# start of Provided data

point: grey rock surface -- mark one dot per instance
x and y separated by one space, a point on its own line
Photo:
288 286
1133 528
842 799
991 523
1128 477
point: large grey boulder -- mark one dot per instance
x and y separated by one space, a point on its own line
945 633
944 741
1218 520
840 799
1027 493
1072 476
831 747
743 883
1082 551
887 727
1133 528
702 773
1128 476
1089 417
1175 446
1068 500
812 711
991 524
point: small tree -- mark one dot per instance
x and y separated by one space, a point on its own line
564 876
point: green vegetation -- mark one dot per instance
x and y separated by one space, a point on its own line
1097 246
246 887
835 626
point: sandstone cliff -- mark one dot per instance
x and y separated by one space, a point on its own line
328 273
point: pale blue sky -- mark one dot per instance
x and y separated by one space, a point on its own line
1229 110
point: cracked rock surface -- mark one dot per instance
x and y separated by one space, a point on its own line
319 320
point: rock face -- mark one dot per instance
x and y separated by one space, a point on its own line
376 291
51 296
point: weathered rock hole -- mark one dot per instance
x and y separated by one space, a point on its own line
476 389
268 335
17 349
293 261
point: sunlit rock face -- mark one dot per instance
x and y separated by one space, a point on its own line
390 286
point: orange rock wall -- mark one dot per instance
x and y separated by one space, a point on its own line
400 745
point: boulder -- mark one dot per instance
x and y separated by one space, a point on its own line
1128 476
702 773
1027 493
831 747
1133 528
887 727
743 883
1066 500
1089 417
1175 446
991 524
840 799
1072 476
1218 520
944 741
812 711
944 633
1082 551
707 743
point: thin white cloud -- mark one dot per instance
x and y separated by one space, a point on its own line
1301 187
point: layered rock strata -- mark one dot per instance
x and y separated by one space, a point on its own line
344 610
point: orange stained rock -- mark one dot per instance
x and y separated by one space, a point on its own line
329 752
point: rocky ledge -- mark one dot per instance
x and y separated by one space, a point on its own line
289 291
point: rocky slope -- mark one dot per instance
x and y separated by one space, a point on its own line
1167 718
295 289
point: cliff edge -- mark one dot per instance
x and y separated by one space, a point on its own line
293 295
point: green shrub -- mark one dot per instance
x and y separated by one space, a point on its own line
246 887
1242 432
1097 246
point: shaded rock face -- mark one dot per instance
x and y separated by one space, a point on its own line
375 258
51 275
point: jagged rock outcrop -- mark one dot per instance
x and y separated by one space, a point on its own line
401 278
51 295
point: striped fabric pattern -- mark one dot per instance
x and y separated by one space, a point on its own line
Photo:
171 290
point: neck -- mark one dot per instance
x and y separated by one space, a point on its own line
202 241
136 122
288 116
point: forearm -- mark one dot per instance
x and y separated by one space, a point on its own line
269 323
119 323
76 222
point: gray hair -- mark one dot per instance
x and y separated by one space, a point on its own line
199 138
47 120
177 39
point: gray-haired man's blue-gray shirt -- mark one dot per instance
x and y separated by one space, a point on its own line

# end of Provided data

### [Problem details]
Lay out every line of the records above as a numbered list, omitting blank lines.

### [Answer to this exercise]
1. point: grey rock surface -- mark one dot per instance
2. x and y separated by one space, a point on its own line
3. Photo:
4. 288 286
5. 1133 528
6. 842 799
7. 991 523
8. 1128 477
9. point: large grey boulder -- mark one dot per instance
10. x and y separated by one space, a point on its own line
11. 945 633
12. 944 741
13. 1218 520
14. 840 799
15. 1027 493
16. 1072 476
17. 831 747
18. 743 883
19. 1082 551
20. 887 727
21. 1133 528
22. 702 773
23. 1128 476
24. 1089 417
25. 1175 446
26. 1068 500
27. 812 711
28. 991 524
29. point: small tree -- mark one dot per instance
30. x and y separated by one space, a point on its own line
31. 564 876
32. point: green vegetation -- mark one dot per instance
33. x and y separated by one space, a point on its own line
34. 1097 246
35. 246 887
36. 835 626
37. point: sandstone cliff -- mark one dot per instance
38. x and y separated by one space, a point on its own line
39. 328 273
40. point: pale blue sky -- mark one dot per instance
41. x and y separated by one space, a point on its own line
42. 1229 110
43. point: cracked rock surface -- mark one dot per instance
44. x and y separated by one space, a point on its own line
45. 319 320
46. point: rock face -- mark one dot per instance
47. x and y separated by one space, a point on its own line
48. 376 291
49. 51 296
50. point: weathered rock hole -- mark one dot per instance
51. x and y separated by one space, a point on its own line
52. 476 389
53. 268 335
54. 17 349
55. 293 261
56. point: sunlit rock face -- mark one dot per instance
57. x and y separated by one space, a point on its own line
58. 390 286
59. point: orange rock wall -- mark one dot per instance
60. x and y separated by one space, a point on its own line
61. 400 745
62. point: boulder -- mark one dot per instance
63. x and y separated by one space, a point on its own line
64. 1128 476
65. 702 773
66. 1027 493
67. 831 747
68. 1133 528
69. 887 727
70. 743 883
71. 1066 500
72. 1089 417
73. 1175 446
74. 991 524
75. 840 799
76. 1072 476
77. 1218 520
78. 944 741
79. 812 711
80. 944 633
81. 1082 551
82. 707 743
83. point: thin white cloud -- mark one dot per instance
84. x and y separated by one space, a point on its own line
85. 1301 187
86. point: layered rock strata -- mark one dot per instance
87. x and y separated by one space, a point on its own line
88. 344 610
89. point: orange stained rock -- mark one dot per instance
90. x and y separated by one space, a point on its own line
91. 329 752
92. point: rocky ledge -- mark one dot per instance
93. x and y separated by one space, a point on its own line
94. 289 291
95. point: rocky slope -- mark one dot per instance
96. x and y separated by one space, a point on its own line
97. 1167 718
98. 295 289
99. point: cliff edge -- mark one dot per instance
100. x and y separated by one space, a point on its own line
101. 293 295
102. point: green shrub -- mark one dot per instance
103. x and y separated by one space, a point on its own line
104. 246 887
105. 1242 432
106. 1097 246
107. point: shaded rock face -- mark one dot per instance
108. x and y separated by one space, a point on its own line
109. 375 258
110. 51 275
111. point: jagged rock outcrop -- mark one dot per instance
112. x and y separated by one space, a point on its own line
113. 401 278
114. 51 295
115. point: striped fabric pattern -- mark one dot per instance
116. x and y separated by one space, a point on its own line
117. Photo:
118. 171 290
119. point: neck -- mark one dot per instance
120. x and y separated by one space, a point on its own line
121. 202 241
122. 136 122
123. 288 116
124. point: forearm -- mark one dot per instance
125. x and y separated by one space, a point on its own line
126. 269 323
127. 119 323
128. 76 222
129. point: gray hair -- mark one dot per instance
130. x and y separated by one space, a point on its own line
131. 199 138
132. 47 120
133. 177 39
134. point: gray-haired man's blue-gray shirt -- mark one dot per instance
135. x and y separated by one space, a point on its own line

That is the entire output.